### What is being asked:
Where the records below show a line containing "The client would like the white", start copying; end with the line containing "The client would like the cabinet", and copy it too.

### Material shown:
□ □ □ □
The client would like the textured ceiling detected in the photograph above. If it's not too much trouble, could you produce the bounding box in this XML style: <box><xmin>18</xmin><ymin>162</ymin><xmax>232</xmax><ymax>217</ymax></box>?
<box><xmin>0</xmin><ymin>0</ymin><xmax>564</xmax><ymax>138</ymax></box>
□ □ □ □
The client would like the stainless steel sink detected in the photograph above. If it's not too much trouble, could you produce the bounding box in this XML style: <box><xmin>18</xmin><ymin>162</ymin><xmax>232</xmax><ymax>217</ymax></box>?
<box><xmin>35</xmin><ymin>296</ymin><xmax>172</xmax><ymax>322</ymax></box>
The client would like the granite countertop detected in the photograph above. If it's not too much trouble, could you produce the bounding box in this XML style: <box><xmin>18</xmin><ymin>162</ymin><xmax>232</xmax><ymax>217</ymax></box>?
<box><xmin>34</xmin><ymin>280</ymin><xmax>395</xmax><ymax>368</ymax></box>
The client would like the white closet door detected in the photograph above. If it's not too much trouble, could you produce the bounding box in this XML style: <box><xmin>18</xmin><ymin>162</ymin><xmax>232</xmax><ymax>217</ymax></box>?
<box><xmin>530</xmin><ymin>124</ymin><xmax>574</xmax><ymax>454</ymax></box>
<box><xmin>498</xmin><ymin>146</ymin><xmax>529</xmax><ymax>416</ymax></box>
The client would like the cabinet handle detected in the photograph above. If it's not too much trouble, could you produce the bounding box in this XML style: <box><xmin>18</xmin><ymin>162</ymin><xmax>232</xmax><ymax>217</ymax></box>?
□ □ □ □
### Answer to this problem:
The client would like the white closet door detected in the photograph above. If it's not too much trouble, could you produce the bounding box in this XML style: <box><xmin>18</xmin><ymin>162</ymin><xmax>232</xmax><ymax>217</ymax></box>?
<box><xmin>530</xmin><ymin>124</ymin><xmax>574</xmax><ymax>454</ymax></box>
<box><xmin>498</xmin><ymin>146</ymin><xmax>529</xmax><ymax>416</ymax></box>
The client would like the cabinet handle detected in the photograph above. If it's not too much trouble, could you produce the bounding box in this XML style: <box><xmin>18</xmin><ymin>162</ymin><xmax>232</xmax><ymax>217</ymax></box>?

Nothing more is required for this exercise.